- Given passage:
════════════════

Scruggs was hardly 5 years old when he picked up the banjo and eventually taught himself how to play. By age 10, he began perfecting the art of three-finger plucking on a five-string banjo, a technique that would go on to become globally recognized as Scruggs-Style-picking and ultimately “changed the sound of American roots music.”

According to his official website, “this banjo picking style originated around a small area where Earl grew up and was not heard in any other part of the country except in that general region of North Carolina."

At age 21, Scruggs joined Bill Monroe's Blue Grass Boys band, which birthed the term "bluegrass music," according to Google's blog. But it wasn't until he began working closely with guitarist Lester Flatt in 1948, who left Monroe's band and took Scruggs with him, that the duo launched the Foggy Mountain Boys.

The Foggy Mountain Boys would perform together until an acrimonious split in early 1969, but the music they created earned them fans all over the country, not to mention membership to the Grand Ole Opry, a weekly country music stage concert in Nashville that attracts hundreds of thousands of country fans from around the world.

The band’s televised "Flatt & Scruggs Grand Ole Opry" show, which premiered in 1955, “gained a new wave of popularity during the folk music revival.”

"Each episode featured top-notch music, comedy bits and occasional guest appearances by artists like Maybelle Carter and Hylo Brown," the Tennessean reported in 2017. "After the television program went off the air, it was believed that no copies of the show had survived. But in 1989, two dozen 30-minute episodes were found on 16 mm film in advertising executive Bill Graham's garage."

When the duo split, Flatt went on, this time with sons Gary and Randy, whom he had with wife Louise, to perform as the Earl Scruggs Revue, a pioneering band in merging country and bluegrass sounds with elements from rock music, according to Google’s doodle blog. He later put together his Family & Friends band.

════════════════

- Goal 1:
In one to three sentences, explain how Scruggs came to leave Bill Monroe's band, based on the Earl Scruggs passage.
- Goal 2:
Decide whether each statement agrees with the Earl Scruggs passage. Answer yes or no, and quote the words from the passage that settle it.
(a) By the age of 10, Scruggs had started perfecting three-finger plucking.
(b) The "Flatt & Scruggs Grand Ole Opry" show first aired in 1969.
(c) The recovered episodes of the show were on videotape.
The lines that come next have nothing to do with the Earl Scruggs passage.

════════════════

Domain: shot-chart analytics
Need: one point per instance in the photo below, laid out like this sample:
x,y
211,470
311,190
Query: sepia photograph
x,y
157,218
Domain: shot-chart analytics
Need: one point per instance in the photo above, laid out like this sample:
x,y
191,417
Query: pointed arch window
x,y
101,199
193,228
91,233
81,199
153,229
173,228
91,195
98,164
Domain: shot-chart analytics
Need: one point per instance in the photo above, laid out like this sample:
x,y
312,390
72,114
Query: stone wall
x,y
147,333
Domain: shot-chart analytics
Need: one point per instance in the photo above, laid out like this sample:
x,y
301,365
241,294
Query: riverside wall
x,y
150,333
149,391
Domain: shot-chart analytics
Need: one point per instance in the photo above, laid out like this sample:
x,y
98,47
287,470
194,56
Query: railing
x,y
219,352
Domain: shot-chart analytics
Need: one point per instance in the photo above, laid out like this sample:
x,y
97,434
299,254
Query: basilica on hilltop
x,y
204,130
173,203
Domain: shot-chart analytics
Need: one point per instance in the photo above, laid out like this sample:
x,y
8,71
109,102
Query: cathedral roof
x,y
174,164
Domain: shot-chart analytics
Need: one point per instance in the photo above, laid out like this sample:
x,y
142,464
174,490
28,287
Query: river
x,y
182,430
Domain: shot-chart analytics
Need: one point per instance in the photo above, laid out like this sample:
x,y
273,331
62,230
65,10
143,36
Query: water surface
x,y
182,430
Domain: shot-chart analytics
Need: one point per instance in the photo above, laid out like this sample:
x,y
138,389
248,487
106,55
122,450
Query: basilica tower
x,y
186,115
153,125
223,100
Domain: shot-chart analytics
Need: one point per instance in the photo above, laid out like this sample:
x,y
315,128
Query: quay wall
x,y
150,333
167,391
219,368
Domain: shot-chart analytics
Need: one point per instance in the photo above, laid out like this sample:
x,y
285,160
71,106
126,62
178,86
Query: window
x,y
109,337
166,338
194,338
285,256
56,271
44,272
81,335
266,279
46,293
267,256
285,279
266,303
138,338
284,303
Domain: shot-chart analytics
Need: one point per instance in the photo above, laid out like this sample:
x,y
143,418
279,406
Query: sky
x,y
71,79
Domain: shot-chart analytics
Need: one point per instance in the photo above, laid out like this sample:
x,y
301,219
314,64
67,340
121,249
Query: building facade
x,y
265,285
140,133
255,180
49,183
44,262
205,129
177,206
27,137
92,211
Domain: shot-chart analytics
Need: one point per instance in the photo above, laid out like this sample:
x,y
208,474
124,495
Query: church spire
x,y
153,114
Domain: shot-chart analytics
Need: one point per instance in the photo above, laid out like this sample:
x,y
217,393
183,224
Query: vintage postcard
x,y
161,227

════════════════

- Task answer 1:
Scruggs had begun working closely with guitarist Lester Flatt. In 1948 Flatt left Monroe's band and took Scruggs with him, and the two launched the Foggy Mountain Boys.

- Task answer 2:
(a) Yes: "By age 10, he began perfecting the art of three-finger plucking on a five-string banjo"
(b) No: "which premiered in 1955"
(c) No: "two dozen 30-minute episodes were found on 16 mm film"